Give the data below as a JSON list of strings, one string per line, from the line containing "the impala's eye" through the very last line, leaving out blank lines.

■ Data shown
• • •

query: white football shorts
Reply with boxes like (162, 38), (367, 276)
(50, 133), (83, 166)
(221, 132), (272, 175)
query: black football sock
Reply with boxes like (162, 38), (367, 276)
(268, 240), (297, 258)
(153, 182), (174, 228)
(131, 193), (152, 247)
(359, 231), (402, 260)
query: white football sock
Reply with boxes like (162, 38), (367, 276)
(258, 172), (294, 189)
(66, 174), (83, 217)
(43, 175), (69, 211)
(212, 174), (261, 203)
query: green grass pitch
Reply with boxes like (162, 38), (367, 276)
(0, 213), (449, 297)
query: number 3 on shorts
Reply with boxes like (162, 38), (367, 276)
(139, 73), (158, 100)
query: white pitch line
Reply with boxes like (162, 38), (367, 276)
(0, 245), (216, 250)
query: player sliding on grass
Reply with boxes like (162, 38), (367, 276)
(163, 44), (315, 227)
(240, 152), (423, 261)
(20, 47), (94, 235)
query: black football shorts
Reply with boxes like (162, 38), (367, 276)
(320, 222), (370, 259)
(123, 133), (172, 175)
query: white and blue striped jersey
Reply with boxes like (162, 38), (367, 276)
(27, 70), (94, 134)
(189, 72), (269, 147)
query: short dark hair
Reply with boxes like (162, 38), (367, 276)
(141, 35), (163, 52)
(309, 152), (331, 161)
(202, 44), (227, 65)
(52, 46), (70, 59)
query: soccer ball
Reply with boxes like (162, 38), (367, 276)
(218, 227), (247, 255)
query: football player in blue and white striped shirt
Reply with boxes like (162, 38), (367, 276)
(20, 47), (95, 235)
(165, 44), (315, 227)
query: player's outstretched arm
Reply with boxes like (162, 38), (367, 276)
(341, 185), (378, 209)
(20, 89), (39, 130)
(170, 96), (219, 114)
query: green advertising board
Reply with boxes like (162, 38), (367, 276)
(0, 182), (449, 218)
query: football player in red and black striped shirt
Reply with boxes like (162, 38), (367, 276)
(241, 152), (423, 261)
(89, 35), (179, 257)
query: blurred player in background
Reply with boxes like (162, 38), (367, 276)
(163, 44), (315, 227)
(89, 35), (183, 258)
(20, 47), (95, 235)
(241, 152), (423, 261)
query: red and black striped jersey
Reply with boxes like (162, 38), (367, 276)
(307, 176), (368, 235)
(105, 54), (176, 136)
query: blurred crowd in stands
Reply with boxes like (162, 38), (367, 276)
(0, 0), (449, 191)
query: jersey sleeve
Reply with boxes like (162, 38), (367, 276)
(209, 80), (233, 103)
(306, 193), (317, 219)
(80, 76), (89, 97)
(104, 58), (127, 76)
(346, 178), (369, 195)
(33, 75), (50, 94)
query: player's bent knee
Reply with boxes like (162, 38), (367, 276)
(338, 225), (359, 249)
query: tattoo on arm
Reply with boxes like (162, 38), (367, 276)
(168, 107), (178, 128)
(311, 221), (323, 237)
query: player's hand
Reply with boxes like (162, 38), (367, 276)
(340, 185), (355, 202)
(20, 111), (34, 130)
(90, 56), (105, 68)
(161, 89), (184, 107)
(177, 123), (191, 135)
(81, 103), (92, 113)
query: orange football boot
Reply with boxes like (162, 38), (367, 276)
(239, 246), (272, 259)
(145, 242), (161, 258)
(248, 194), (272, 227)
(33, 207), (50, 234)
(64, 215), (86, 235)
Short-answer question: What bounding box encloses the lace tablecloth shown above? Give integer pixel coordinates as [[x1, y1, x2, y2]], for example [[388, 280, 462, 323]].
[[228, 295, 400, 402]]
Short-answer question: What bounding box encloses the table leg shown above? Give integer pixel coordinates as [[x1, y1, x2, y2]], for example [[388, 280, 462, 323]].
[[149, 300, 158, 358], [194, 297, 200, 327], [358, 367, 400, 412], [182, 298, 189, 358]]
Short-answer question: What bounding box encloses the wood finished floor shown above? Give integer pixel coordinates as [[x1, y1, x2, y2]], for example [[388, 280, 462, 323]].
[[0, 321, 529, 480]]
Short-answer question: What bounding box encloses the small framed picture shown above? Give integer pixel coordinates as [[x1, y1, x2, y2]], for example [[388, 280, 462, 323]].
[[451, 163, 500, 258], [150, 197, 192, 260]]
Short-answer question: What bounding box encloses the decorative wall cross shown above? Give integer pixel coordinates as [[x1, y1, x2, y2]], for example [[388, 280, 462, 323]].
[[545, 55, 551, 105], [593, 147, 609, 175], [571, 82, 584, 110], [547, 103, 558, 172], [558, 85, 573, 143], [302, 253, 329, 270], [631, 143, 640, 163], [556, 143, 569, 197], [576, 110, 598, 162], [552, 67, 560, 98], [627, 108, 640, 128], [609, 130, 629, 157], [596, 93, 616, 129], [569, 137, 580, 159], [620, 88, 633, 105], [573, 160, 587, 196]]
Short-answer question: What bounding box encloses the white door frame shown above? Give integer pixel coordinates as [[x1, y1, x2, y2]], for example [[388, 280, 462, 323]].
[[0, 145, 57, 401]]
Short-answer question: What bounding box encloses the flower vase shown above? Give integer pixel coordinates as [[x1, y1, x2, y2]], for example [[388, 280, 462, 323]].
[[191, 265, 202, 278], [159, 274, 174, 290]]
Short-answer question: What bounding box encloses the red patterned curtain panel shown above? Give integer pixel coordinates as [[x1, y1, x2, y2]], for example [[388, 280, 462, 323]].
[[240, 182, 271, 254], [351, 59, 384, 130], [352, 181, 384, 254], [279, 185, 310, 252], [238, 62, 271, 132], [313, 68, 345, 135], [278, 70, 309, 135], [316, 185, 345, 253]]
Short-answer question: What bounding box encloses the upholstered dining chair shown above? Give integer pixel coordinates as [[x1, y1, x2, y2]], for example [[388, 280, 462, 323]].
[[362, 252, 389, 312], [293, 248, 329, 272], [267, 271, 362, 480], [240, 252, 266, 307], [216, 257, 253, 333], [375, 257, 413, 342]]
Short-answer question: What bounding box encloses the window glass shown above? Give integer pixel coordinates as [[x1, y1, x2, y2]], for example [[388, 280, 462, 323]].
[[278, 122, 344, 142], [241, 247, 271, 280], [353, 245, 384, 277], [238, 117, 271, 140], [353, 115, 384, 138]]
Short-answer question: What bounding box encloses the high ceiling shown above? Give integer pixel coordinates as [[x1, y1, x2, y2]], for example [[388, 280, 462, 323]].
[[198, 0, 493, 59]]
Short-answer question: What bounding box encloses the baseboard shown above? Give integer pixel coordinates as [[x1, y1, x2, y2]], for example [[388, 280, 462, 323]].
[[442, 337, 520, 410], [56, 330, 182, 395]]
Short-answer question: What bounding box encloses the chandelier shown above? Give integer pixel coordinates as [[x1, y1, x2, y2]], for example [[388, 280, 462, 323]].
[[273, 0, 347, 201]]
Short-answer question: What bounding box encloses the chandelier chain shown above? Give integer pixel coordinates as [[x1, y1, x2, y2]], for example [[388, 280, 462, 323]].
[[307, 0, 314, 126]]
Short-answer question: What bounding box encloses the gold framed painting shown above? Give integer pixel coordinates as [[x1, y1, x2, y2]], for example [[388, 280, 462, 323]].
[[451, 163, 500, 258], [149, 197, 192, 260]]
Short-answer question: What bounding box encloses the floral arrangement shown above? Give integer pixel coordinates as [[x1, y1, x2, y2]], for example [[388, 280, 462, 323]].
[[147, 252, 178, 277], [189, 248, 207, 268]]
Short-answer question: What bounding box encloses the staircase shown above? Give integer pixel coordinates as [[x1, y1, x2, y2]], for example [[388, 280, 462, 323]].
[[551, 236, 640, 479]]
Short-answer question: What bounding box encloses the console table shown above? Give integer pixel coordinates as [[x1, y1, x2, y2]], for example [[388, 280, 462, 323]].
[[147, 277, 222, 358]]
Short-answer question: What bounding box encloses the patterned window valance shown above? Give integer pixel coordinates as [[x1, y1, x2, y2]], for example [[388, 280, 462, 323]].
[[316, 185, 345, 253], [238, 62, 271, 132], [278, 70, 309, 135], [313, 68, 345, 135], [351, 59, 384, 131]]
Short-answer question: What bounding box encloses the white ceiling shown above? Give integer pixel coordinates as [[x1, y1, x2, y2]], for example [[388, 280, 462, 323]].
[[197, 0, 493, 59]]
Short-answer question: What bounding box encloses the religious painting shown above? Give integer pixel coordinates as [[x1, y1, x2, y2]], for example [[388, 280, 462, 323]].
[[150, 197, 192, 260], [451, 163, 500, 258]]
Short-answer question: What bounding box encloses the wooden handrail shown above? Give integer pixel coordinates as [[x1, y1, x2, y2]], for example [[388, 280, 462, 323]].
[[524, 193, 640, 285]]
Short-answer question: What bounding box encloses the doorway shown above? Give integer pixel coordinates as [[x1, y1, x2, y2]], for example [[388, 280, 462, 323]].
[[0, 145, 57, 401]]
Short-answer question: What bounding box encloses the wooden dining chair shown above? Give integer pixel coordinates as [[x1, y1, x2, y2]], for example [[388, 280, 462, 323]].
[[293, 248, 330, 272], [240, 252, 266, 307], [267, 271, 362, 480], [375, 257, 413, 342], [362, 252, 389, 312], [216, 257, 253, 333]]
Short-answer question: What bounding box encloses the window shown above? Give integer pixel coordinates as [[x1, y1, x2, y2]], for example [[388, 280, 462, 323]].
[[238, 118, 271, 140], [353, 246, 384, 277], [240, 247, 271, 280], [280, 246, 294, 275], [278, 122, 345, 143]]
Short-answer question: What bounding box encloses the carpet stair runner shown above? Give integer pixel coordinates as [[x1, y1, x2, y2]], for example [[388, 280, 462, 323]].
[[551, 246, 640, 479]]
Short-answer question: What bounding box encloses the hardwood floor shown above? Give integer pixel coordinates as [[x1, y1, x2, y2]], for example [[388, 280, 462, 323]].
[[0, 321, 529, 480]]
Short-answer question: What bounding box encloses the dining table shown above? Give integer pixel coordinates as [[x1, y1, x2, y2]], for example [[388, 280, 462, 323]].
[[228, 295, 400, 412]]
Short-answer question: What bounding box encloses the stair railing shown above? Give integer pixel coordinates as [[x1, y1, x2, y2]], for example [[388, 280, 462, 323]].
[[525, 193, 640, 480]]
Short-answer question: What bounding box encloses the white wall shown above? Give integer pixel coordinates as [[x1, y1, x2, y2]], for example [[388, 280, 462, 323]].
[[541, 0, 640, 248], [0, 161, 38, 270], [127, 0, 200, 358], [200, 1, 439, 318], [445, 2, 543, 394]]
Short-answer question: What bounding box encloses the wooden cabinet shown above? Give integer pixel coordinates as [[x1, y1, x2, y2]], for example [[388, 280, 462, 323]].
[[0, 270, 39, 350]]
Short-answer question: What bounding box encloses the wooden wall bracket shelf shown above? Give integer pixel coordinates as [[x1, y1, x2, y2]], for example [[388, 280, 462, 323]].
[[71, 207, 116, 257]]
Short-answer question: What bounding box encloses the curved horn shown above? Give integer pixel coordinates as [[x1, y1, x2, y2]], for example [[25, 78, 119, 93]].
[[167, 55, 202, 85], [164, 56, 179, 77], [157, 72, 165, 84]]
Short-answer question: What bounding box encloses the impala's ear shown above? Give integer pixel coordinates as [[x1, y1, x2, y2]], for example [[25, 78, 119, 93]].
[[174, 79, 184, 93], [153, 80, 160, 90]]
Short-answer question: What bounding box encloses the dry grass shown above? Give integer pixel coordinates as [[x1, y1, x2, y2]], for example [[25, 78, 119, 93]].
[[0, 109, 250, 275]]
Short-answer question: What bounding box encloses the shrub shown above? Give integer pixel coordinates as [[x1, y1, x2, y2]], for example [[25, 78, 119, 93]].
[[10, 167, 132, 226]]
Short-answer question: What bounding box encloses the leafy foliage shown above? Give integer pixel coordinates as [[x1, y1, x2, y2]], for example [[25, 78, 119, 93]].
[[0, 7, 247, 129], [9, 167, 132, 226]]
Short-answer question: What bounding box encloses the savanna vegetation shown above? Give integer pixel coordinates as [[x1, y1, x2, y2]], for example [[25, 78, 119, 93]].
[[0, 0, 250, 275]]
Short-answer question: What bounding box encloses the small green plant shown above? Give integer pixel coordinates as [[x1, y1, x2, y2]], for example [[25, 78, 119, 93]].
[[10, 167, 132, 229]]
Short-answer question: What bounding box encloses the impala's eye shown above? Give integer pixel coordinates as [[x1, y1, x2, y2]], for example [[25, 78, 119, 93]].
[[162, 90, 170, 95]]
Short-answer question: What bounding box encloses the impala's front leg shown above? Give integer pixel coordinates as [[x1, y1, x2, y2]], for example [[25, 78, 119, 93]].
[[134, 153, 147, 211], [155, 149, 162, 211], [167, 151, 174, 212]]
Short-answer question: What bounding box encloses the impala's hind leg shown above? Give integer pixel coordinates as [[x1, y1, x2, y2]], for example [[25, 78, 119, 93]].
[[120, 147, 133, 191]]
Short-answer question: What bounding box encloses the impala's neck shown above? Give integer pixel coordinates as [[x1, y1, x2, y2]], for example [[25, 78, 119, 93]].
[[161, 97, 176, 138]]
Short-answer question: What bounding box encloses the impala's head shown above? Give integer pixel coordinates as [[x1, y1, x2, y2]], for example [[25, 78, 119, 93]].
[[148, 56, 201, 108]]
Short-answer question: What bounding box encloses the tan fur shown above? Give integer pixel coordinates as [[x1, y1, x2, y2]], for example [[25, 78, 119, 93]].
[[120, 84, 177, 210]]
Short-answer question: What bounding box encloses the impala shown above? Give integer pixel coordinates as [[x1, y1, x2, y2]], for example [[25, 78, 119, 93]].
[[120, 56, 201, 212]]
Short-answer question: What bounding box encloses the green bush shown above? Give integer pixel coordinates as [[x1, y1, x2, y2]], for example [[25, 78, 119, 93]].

• • •

■ Answer in full
[
  "Short-answer question: What bounding box encloses the impala's eye shown above? Give integer pixel coordinates as [[x1, y1, x2, y2]], for example [[25, 78, 119, 93]].",
  "[[162, 90, 170, 95]]",
  "Short-answer question: What bounding box encloses the impala's front leg shown above? Give integer pixel coordinates as [[x1, y1, x2, y2]], for example [[25, 78, 119, 93]].",
  "[[134, 153, 147, 211], [155, 149, 162, 211], [167, 151, 174, 212]]",
  "Short-answer question: What bounding box encloses the impala's hind leg shown above? Give integer pixel coordinates as [[x1, y1, x2, y2]], for example [[25, 78, 119, 93]].",
  "[[120, 147, 133, 191]]",
  "Short-answer question: What bounding box encloses the impala's neck shown above? Give integer pixel coordinates as [[x1, y1, x2, y2]], for example [[25, 78, 119, 93]].",
  "[[161, 97, 176, 138]]",
  "Short-answer question: What bounding box encloses the impala's head shown above? Give integer pixel coordinates as [[x1, y1, x2, y2]], for example [[25, 78, 119, 93]].",
  "[[148, 56, 201, 108]]",
  "Short-answer question: What bounding box encloses the tan fur shown above? Give integer pixel coordinates as [[x1, y1, x2, y2]], for example [[25, 78, 119, 93]].",
  "[[120, 84, 177, 210]]",
  "Short-answer question: What bounding box encloses the impala shown above? Give integer pixel coordinates as [[x1, y1, x2, y2]], for example [[25, 78, 119, 93]].",
  "[[120, 56, 201, 212]]",
  "Short-answer question: What bounding box encloses the green bush shown above? Give integer pixel coordinates as [[x1, y1, x2, y2]], for example [[25, 78, 119, 93]]."
]